▸ **PROBLEM DESCRIPTION**: Since only a count is wanted, work out how many lines in the material below contain the word "safety" and return that number.
== Segment start ==
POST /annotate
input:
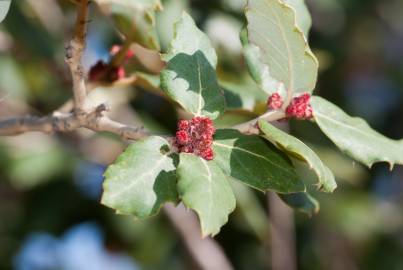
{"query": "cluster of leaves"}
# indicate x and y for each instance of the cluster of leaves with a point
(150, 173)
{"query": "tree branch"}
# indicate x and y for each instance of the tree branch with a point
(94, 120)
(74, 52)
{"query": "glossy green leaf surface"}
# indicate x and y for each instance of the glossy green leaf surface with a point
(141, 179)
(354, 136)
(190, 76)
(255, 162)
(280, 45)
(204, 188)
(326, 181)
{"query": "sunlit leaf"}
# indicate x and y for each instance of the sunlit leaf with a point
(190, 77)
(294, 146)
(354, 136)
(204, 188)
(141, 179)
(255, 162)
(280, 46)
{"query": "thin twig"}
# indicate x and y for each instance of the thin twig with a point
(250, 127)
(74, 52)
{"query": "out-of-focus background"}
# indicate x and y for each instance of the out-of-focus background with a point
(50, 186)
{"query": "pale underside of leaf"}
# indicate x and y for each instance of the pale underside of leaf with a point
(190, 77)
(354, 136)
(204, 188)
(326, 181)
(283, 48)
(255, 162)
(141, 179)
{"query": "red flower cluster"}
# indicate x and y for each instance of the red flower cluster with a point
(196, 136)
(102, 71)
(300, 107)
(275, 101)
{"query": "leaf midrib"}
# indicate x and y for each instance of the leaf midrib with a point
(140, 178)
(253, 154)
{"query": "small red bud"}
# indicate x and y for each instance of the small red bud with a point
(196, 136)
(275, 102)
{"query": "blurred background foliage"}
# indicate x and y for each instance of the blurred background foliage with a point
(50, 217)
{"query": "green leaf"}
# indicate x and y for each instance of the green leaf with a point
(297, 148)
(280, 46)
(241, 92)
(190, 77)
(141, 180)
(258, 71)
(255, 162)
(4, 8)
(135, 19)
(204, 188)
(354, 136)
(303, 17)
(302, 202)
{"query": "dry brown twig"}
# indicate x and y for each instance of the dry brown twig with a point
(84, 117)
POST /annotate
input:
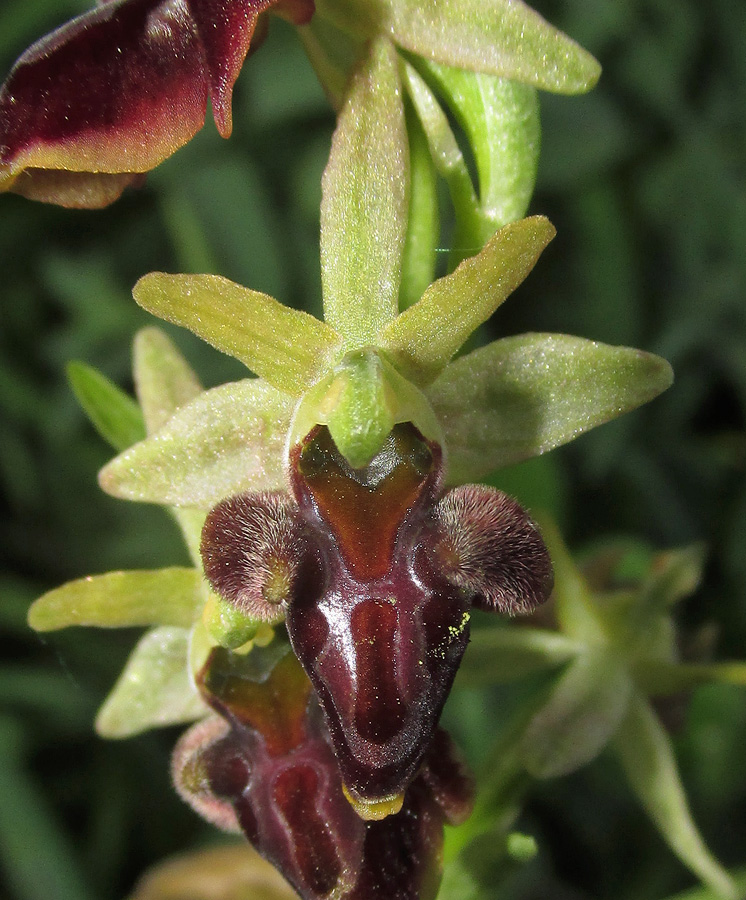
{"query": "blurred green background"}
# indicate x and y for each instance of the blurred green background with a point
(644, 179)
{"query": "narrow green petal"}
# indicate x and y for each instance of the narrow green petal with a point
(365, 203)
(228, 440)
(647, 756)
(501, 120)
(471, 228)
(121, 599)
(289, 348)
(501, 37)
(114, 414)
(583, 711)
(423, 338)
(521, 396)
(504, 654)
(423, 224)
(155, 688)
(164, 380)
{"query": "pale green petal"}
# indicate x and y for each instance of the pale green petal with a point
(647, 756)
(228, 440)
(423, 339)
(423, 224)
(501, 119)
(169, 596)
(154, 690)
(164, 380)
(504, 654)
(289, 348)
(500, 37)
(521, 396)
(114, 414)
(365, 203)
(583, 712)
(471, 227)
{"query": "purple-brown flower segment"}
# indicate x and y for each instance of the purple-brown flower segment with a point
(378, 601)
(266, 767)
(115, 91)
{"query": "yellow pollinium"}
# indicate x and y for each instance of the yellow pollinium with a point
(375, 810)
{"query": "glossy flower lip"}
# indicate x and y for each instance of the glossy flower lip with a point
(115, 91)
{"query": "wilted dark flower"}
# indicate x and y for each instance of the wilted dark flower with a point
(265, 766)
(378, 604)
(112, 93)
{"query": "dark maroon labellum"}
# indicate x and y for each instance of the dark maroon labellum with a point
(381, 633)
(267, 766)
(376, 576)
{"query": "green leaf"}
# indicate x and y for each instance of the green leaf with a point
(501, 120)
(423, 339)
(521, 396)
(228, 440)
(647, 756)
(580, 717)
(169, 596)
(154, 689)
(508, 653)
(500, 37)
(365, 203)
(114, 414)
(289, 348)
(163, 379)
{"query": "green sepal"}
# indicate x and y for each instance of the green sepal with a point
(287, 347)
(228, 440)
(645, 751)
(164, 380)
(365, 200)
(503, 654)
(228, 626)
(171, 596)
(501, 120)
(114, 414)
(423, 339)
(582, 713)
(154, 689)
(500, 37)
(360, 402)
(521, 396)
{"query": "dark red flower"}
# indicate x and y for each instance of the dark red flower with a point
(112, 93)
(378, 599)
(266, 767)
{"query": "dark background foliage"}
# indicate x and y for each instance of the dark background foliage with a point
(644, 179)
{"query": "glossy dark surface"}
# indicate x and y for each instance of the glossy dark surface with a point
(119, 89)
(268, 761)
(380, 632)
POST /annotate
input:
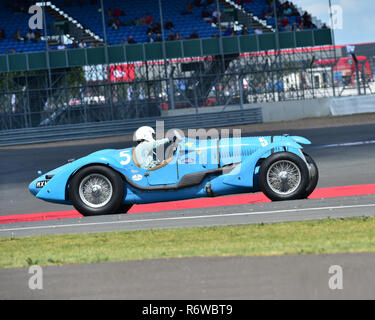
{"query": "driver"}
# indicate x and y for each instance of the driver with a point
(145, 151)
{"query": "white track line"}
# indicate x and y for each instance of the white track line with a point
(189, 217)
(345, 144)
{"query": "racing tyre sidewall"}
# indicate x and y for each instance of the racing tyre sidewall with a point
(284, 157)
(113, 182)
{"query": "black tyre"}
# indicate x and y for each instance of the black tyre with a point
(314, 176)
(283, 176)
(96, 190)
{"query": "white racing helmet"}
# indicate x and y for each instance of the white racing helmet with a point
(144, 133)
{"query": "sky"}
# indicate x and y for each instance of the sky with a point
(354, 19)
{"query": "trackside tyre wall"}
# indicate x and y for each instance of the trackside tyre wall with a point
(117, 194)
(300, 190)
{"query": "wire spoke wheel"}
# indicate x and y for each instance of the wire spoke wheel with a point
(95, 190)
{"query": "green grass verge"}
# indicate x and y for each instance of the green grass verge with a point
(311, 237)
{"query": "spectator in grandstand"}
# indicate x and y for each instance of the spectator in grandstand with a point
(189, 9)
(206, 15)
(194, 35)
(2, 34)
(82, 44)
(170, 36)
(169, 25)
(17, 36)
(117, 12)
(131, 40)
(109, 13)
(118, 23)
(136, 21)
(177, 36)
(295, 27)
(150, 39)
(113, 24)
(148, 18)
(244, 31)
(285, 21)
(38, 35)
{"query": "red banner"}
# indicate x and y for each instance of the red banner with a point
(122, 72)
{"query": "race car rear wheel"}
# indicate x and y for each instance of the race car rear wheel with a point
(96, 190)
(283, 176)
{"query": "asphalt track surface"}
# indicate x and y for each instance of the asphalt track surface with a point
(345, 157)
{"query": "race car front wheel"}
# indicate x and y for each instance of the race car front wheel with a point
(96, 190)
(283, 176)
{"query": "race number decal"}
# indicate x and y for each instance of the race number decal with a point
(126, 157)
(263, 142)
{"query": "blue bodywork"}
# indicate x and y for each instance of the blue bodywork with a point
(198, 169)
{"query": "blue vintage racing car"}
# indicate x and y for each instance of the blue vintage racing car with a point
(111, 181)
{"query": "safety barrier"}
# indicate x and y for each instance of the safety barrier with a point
== Segment end ==
▸ **SOLUTION TO THIS EXERCISE**: 2